ACTIVITY:
Your reply should hold every record exactly as given, with no pictures in it.

INFORMATION GIVEN:
◇ ◇ ◇ ◇

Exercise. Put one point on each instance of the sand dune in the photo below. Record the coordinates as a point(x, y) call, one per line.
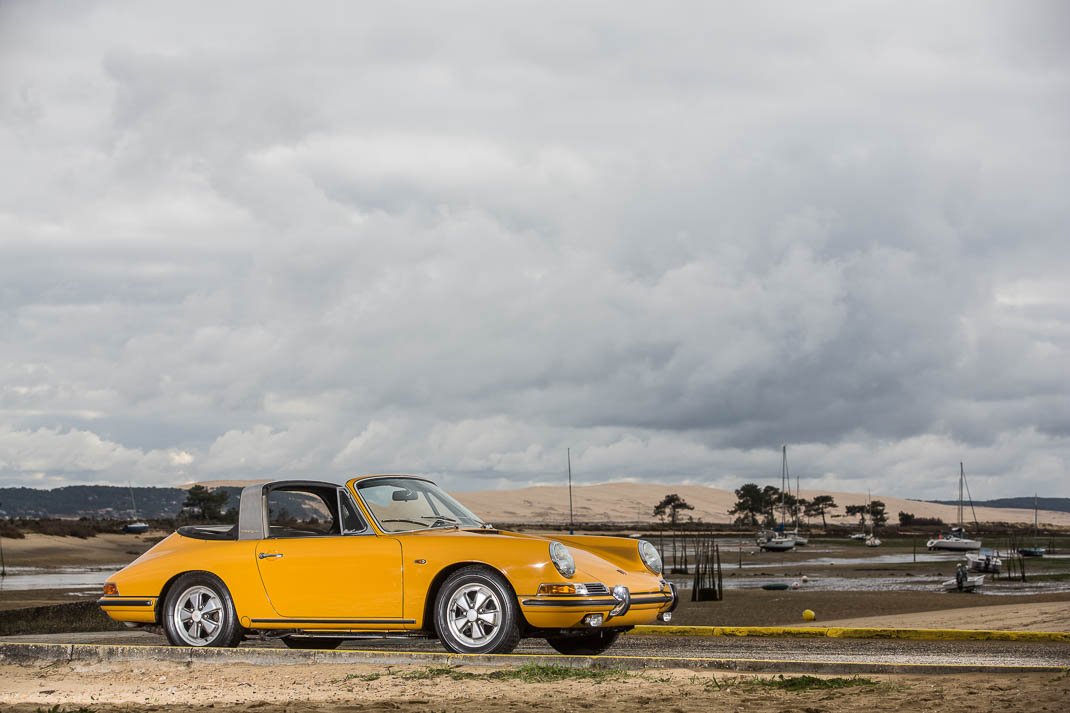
point(630, 502)
point(633, 502)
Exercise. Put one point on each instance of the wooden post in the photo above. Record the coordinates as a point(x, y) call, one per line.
point(720, 578)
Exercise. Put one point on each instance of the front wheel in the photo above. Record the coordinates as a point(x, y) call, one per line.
point(476, 612)
point(198, 611)
point(584, 645)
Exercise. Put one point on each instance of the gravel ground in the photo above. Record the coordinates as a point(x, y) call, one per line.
point(981, 653)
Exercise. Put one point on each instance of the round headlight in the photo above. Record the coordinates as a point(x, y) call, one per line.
point(562, 559)
point(650, 556)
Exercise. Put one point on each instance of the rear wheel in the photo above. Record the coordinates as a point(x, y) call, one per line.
point(198, 611)
point(320, 642)
point(584, 645)
point(476, 612)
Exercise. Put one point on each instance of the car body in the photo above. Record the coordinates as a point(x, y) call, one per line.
point(317, 562)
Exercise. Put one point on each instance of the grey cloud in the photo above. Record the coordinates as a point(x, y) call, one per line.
point(459, 240)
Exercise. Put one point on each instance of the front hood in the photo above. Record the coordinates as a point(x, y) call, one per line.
point(598, 559)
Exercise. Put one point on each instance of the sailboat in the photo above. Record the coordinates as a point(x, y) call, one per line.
point(780, 542)
point(137, 527)
point(800, 540)
point(1036, 550)
point(958, 540)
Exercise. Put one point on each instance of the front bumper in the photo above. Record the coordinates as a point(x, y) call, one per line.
point(570, 611)
point(138, 609)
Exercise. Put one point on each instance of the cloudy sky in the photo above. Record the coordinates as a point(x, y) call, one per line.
point(276, 239)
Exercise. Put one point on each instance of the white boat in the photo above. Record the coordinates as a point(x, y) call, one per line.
point(778, 544)
point(963, 580)
point(987, 560)
point(781, 542)
point(958, 541)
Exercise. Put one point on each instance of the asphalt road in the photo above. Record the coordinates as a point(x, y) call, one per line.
point(847, 651)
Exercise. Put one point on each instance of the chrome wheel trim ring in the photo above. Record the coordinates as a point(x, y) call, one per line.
point(197, 616)
point(474, 615)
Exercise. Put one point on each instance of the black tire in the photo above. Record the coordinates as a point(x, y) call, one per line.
point(494, 627)
point(319, 642)
point(584, 645)
point(198, 611)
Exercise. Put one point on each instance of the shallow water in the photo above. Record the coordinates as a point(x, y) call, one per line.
point(23, 579)
point(917, 583)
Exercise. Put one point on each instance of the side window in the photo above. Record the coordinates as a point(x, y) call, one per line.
point(351, 520)
point(300, 514)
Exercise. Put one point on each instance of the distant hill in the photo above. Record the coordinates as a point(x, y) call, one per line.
point(1057, 504)
point(94, 501)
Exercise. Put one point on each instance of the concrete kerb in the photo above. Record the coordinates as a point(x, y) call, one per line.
point(855, 633)
point(86, 653)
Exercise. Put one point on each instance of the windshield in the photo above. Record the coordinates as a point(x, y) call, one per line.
point(400, 504)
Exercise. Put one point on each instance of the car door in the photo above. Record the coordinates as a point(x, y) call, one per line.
point(321, 561)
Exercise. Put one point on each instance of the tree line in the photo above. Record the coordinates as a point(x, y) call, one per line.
point(762, 506)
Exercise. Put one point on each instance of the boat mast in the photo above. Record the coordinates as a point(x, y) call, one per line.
point(783, 486)
point(962, 478)
point(571, 522)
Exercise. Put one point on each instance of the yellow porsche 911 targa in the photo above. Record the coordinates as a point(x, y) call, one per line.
point(316, 563)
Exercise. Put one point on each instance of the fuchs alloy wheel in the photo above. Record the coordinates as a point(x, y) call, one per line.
point(476, 612)
point(198, 611)
point(584, 645)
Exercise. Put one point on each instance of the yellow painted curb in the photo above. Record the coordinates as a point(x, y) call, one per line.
point(844, 633)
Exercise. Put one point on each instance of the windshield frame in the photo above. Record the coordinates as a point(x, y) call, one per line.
point(446, 499)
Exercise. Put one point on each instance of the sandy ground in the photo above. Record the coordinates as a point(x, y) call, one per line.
point(334, 687)
point(633, 502)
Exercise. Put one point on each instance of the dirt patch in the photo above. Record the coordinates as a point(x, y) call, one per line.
point(335, 687)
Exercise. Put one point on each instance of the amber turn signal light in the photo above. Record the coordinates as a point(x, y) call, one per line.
point(556, 589)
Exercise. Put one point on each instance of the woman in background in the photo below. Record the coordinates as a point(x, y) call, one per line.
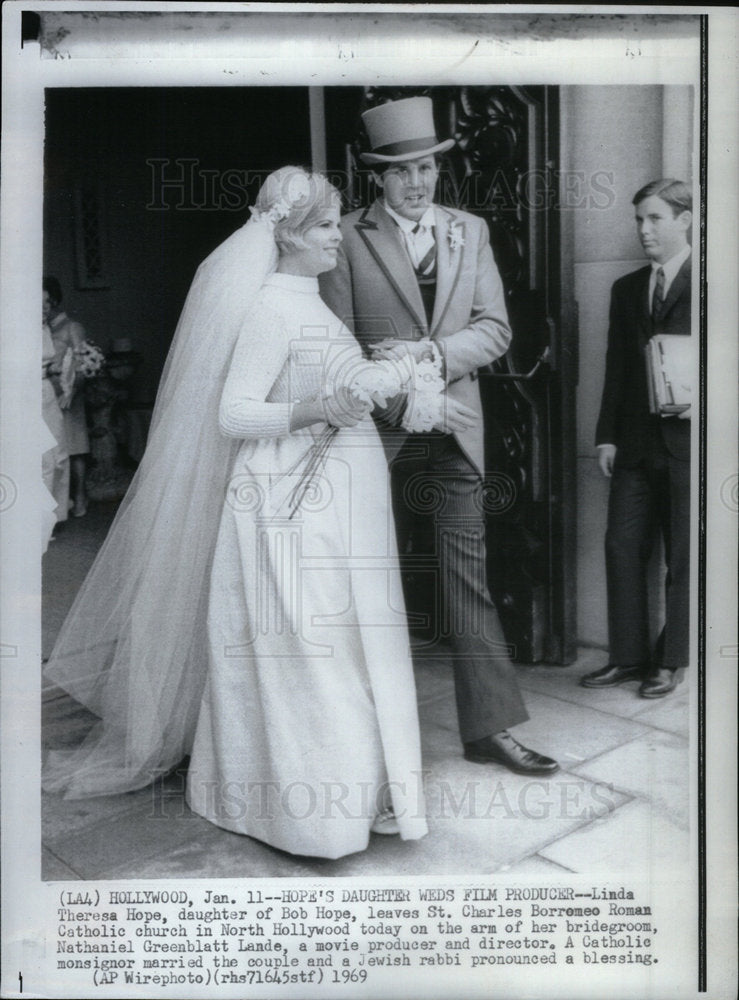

◇ ◇ ◇ ◇

TASK SOLUTION:
Exercise. Put one point on each instance of the sand dune in the photo below. Record the coordinates as a point(x, y) call, one per line.
point(630, 502)
point(633, 502)
Exercise. Put one point on each instance of the wooden post in the photo above. Record the coordinates as a point(x, y) call, one per line.
point(720, 578)
Exercise. Put one point on each instance of the front wheel in the photo above. Record the coordinates as a point(x, y) call, one per line.
point(476, 612)
point(198, 611)
point(584, 645)
Exercise. Put one point on each instance of the gravel ground in the photo above. Record the coordinates as a point(x, y) call, one per line.
point(981, 653)
Exercise. Put one point on each instance of the round headlight in the photo above. Record the coordinates as a point(x, y) call, one per line.
point(562, 559)
point(650, 556)
Exercise. Put one point on each instance of the rear wheel in the photo above. Record the coordinates as a point(x, y) call, one per line.
point(198, 611)
point(320, 642)
point(584, 645)
point(476, 612)
Exercise. Put one point on each instance of the car body in the photo above. Record the coordinates as a point(x, y) call, one per line.
point(317, 562)
Exercise. Put one point on each instance of the grey cloud in the photo above. Record the coordinates as a point(x, y) call, one per line.
point(459, 240)
Exercise. Put one point on each instance of the front hood in the photo above. Record the coordinates as a point(x, y) call, one per line.
point(598, 559)
Exercise. Put one point on each instance of the sailboat in the photo above. Record the coordinates as a point(x, y) call, one per line.
point(780, 542)
point(137, 527)
point(800, 540)
point(1036, 550)
point(958, 540)
Exercise. Put one point on each instance of the front bumper in the photo above. Record the coordinates as a point(x, y) call, one per line.
point(570, 611)
point(138, 609)
Exercise. Put one point on each instance of the cloudy sky in the photo above. Record the coordinates as a point(x, y) call, one per line.
point(276, 239)
Exercise. Put one point on each instance of the white boat in the photo above. Record the coordinates as a point(x, y) call, one per line.
point(778, 544)
point(963, 580)
point(987, 560)
point(781, 542)
point(958, 541)
Exercise. Put one point on each instance of the asphalt road in the photo above. Record the coordinates as a point(x, y) call, one per line.
point(847, 651)
Exercise. Put one point on each instance of the chrome wheel trim ring in the photo above. Record the coordinates as a point(x, y) call, one per line.
point(197, 616)
point(474, 615)
Exercise. Put one point on each instance of the black tire in the photo above. Record the coordinates as a point(x, y) call, one per line.
point(494, 627)
point(319, 642)
point(584, 645)
point(198, 611)
Exercise. Put one point on each instance of the shallow water in the photo above. Record the coordinates as a point(x, y) call, one per line.
point(23, 579)
point(917, 583)
Exercise. Put one point on each instance of the side window in the photo above. Record the coordinates as a point(x, y) call, one per line.
point(351, 520)
point(300, 514)
Exercise. Put one point on each instance of the distant hill in the photo above. Record the coordinates as a point(x, y) call, one per line.
point(1057, 504)
point(94, 501)
Exercise. Put one point on each instance of the concrete kerb in the photo above. Record the coordinates as a point(x, y) call, one per line.
point(855, 633)
point(86, 653)
Exercise. Put one point on each instance of the windshield in the photo above. Record the coordinates as a point(x, y) call, one per line.
point(400, 504)
Exercise. Put one point on each instance of the car door in the photo above. Record the coordinates as a point(x, y) call, one per line.
point(321, 561)
Exercise. Put one point on each instance of the tree line in the photo above. Record the coordinates as a point(x, y) call, one per line.
point(762, 506)
Exercise. Put one point on each instance of the boat mast in the photo above. Record the coordinates as a point(x, y) call, one per line.
point(783, 486)
point(962, 478)
point(571, 522)
Exercise. Put one point on each instance of the yellow porsche 911 targa in the photo above. Record the coordinates as a point(x, y) call, one per line.
point(316, 563)
Exercise. Put one point on each instance of the fuchs alloy wheel in the photo above. Record the coordinates as a point(x, y) call, one per line.
point(476, 612)
point(198, 611)
point(584, 645)
Exercise. Put one point on each instance of the yellow painted curb in the photo above. Record the coordinates as a point(x, y) call, one per line.
point(844, 633)
Exercise. Put one point on each instance of the windshield frame in the photo above. Record the coordinates as a point(x, y) call, one per line.
point(446, 499)
Exercise. Put one point on each instance of the sandy ground in the photo above. Record the coordinates as a point(x, y) call, one per line.
point(334, 687)
point(633, 502)
Exercise. Put one point on each instance of the dirt patch in the photo above. Record the coordinates as a point(x, y) call, one per line.
point(335, 687)
Exercise. Put one point on each instance of the amber turn signal light in the photo above. Record the coordinates as a point(x, y) call, one per line.
point(556, 589)
Exercise. Put one point on each instance of the woman in background in the photo below. Record the coordinates as a point(x, y) call, one per line.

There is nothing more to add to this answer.